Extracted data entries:
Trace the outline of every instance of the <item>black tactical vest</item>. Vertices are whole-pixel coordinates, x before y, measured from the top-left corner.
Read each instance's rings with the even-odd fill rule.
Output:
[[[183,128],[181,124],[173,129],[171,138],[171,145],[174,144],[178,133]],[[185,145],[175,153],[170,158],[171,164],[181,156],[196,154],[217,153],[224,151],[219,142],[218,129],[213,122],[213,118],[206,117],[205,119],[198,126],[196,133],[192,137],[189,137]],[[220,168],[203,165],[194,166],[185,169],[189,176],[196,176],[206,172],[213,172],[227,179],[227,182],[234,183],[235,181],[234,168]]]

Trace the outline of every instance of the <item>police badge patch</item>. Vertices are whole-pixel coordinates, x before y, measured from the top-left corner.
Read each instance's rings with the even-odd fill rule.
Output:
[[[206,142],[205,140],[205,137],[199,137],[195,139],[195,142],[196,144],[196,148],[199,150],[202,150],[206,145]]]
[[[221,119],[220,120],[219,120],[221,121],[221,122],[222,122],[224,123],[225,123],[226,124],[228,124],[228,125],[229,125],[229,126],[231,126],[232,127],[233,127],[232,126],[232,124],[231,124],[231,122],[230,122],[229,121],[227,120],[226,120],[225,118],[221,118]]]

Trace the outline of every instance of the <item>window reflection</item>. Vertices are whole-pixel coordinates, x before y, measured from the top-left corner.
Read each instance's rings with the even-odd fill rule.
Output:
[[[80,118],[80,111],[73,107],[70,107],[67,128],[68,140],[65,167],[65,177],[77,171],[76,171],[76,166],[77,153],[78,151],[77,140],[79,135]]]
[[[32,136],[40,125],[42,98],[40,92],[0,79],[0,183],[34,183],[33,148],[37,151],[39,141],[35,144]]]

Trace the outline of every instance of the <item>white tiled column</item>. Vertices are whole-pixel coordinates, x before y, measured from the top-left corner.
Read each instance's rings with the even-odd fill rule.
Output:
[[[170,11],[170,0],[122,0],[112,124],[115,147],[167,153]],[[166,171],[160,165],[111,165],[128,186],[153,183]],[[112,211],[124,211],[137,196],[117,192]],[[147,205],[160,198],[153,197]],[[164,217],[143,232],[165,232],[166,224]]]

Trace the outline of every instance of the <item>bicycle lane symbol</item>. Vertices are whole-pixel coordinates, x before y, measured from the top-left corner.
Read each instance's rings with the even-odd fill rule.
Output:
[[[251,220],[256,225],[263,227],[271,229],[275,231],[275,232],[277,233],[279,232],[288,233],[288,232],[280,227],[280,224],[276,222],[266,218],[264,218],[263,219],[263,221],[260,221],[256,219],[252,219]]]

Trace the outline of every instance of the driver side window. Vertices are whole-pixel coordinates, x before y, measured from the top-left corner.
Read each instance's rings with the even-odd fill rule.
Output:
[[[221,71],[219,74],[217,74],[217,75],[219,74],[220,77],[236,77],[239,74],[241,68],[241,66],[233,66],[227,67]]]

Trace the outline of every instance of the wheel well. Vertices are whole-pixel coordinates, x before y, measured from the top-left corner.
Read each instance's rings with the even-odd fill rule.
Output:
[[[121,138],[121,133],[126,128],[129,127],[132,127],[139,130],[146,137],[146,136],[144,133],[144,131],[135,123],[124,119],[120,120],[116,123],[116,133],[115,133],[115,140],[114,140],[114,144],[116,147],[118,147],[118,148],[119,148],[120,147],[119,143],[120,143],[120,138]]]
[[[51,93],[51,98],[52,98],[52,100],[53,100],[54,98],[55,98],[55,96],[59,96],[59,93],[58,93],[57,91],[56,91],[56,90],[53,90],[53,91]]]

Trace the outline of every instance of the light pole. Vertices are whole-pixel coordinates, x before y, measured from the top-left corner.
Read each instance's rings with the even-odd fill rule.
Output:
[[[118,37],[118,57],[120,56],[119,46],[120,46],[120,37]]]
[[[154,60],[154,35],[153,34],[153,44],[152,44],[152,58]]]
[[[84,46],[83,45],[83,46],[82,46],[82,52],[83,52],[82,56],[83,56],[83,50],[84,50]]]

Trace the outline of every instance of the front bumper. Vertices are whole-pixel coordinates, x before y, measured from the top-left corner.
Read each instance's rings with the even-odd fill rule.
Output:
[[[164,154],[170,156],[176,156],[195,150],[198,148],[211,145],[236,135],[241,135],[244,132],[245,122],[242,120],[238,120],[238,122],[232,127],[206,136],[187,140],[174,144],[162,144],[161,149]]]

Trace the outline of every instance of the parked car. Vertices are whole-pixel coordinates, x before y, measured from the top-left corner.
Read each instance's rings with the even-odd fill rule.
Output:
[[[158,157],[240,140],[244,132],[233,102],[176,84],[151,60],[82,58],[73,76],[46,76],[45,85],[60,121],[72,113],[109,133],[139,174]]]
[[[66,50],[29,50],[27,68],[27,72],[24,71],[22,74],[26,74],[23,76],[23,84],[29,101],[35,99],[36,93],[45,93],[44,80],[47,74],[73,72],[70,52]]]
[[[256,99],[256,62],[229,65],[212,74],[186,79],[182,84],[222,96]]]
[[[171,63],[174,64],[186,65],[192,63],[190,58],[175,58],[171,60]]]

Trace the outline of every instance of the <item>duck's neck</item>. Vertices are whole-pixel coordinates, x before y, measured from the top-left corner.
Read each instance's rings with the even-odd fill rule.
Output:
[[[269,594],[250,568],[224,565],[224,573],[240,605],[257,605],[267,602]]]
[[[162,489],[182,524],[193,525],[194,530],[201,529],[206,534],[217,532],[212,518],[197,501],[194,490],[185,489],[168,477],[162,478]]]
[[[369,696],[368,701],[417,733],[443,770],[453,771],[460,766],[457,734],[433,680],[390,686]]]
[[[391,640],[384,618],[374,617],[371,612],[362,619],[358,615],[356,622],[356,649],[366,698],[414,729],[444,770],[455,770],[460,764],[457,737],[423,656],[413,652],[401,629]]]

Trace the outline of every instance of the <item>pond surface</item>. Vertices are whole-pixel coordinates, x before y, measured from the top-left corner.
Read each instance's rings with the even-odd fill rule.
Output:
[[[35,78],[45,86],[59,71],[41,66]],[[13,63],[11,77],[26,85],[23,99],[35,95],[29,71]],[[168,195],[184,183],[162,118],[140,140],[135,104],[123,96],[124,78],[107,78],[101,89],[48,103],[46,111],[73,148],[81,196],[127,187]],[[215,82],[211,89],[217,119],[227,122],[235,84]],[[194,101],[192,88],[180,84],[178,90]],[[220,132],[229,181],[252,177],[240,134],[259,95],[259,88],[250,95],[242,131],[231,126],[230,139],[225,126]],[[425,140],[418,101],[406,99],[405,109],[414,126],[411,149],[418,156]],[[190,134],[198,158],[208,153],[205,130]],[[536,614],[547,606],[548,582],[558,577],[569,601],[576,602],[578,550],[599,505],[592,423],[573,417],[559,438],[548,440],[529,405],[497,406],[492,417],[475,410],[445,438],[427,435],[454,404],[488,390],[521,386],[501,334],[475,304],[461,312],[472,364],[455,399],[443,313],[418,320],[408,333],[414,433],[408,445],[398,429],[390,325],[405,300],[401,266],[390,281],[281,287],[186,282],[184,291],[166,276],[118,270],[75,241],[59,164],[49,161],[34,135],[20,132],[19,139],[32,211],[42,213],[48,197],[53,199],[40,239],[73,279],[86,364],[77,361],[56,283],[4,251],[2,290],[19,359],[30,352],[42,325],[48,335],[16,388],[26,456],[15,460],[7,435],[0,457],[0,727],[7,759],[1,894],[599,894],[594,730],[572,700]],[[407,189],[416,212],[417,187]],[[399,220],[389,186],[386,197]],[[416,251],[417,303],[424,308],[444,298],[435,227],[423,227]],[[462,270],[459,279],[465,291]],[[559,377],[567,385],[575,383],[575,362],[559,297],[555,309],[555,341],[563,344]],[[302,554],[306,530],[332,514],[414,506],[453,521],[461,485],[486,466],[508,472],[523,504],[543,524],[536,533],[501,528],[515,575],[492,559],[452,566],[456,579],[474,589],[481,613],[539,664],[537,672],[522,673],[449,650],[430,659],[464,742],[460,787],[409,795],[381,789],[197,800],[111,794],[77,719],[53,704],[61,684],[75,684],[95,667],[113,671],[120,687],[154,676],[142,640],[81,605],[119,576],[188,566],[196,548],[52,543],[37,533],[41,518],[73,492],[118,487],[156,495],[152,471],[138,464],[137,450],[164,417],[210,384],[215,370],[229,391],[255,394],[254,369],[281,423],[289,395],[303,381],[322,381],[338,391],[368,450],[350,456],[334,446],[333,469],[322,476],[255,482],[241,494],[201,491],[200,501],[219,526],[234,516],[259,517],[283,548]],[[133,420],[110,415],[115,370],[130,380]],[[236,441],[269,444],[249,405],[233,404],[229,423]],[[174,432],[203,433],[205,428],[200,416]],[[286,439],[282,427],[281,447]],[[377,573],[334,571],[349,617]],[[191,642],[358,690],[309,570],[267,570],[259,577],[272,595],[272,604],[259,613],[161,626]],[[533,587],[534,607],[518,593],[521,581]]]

* Exercise description *
How many lines in the entries above contain the word "window"? Case counts, so match capitals exactly, and give only the number.

* Result for this task *
2